According to the discharge aftercare text, what minimum supply of painkillers will patients be given?

Text block:
_ _ _ _
Discharge / follow up

After your treatment, there are a number of things that can aid your recovery process. Here we provide useful and helpful aftercare information for once you've left hospital, as well as what to do if you feel unwell after you've been discharged.

Discharge - aftercare and information

  • If you feel unwell or have any concerns following your surgery, call the ward directly. If you experience continuous bleeding, sudden onset of shortness of breath/ difficulty breathing or chest pain, contact the emergency services immediately, by dialling 999.

    Inform our hospital nurse in charge of any emergency treatment you receive.

  • We will provide you with at least a three day supply of painkillers. You will be given instructions and general advice about the dose and any precautions you should take. Some patients may be charged a small amount for these medicines. If you need more than your initial supply of painkillers, you can buy Paracetamol and Ibuprofen from your local pharmacy. If you need other stronger painkillers, you must get a prescription from your GP. Take your painkillers as instructed throughout the day to keep pain under control and especially at bedtime. This will help you to get a good night’s sleep.

  • The medical term for stitches is sutures. Other methods used to close a surgical wound include metal clips or staples and adhesive dressings or tapes. Some stitches are dissolvable and don’t need to be removed by a nurse or doctor. If removal is necessary, we will make an appointment for you before discharge. Stitches, clips and staples are usually removed between three and 21 days after treatment, depending on the type of operation you have, and your consultant will advise on this.

  • The original dressing should be left in place and kept dry as advised by your consultant or nurse. If you need your dressing changed, contact the hospital who will give you advice on what to do. Don’t attempt to change your dressing yourself without prior instruction from the hospital.
_ _ _ _
[Point localization data]
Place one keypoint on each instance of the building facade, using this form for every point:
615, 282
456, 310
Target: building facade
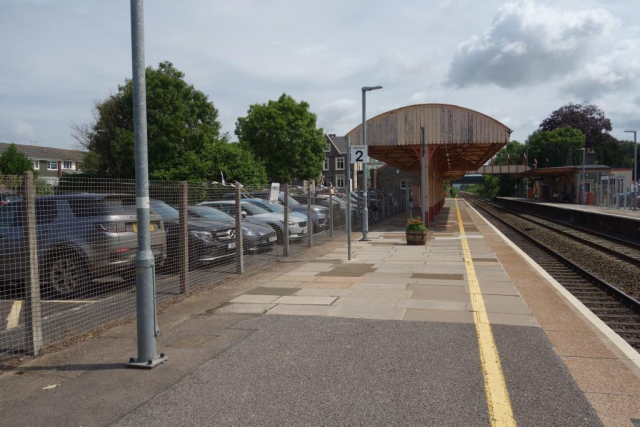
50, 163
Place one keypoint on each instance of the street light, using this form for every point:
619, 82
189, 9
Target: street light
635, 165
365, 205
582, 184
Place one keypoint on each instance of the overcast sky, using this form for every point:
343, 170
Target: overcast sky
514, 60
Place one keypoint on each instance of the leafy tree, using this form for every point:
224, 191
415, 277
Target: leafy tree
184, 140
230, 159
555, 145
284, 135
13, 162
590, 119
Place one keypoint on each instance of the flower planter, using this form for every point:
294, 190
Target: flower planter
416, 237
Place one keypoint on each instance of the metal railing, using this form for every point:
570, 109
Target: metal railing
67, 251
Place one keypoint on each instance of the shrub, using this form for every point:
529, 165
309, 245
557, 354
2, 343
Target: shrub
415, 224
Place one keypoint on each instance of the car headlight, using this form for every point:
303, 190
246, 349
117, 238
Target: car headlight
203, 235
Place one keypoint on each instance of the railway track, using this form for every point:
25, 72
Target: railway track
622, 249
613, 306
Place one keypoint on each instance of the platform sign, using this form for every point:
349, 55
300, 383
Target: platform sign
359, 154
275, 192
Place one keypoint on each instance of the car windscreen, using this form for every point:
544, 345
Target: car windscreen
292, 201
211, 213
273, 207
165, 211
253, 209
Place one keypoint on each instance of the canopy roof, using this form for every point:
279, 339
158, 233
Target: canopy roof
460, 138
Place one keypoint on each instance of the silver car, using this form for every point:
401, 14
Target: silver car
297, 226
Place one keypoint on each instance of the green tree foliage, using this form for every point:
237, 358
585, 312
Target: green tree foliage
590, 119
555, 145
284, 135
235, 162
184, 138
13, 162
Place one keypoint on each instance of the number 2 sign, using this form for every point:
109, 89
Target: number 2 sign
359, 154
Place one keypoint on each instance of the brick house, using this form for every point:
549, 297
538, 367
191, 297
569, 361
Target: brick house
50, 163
_ _ _ _
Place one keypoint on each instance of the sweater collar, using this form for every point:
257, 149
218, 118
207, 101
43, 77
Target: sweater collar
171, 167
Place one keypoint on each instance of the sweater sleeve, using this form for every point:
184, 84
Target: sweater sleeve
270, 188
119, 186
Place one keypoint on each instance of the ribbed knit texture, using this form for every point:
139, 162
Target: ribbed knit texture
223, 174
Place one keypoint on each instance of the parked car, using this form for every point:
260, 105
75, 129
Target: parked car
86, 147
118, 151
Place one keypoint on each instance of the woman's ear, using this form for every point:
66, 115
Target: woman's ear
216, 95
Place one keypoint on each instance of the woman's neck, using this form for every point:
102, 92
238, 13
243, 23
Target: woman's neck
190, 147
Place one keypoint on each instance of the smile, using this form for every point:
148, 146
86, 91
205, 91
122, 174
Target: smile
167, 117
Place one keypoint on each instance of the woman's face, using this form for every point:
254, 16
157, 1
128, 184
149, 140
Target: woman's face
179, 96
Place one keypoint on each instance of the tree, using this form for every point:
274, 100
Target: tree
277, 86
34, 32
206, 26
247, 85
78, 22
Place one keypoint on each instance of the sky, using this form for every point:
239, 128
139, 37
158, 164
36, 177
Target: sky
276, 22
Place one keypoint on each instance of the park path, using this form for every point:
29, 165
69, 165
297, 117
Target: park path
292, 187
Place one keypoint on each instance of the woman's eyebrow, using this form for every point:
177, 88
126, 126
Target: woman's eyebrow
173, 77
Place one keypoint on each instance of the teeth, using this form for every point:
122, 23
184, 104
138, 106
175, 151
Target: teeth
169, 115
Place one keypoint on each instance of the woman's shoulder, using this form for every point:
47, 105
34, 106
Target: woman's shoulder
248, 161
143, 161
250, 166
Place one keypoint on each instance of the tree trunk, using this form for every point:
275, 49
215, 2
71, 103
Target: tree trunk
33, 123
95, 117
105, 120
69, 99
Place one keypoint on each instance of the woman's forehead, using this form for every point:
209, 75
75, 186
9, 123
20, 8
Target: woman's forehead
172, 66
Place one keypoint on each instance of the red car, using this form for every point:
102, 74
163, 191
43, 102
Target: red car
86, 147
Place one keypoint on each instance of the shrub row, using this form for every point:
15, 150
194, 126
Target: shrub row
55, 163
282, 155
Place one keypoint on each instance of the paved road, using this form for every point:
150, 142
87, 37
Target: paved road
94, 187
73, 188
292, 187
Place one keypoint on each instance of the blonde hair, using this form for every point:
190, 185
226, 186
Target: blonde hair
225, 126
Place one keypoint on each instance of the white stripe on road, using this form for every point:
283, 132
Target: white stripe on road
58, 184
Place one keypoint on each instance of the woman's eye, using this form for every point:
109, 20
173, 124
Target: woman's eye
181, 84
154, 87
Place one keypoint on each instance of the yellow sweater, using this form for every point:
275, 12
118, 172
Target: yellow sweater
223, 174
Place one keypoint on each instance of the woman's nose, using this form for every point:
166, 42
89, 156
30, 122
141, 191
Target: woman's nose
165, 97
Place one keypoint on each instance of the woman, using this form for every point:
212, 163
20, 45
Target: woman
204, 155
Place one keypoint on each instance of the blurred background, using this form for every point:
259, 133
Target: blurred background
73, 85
_ _ _ _
Response for this exercise: At least a three-day supply.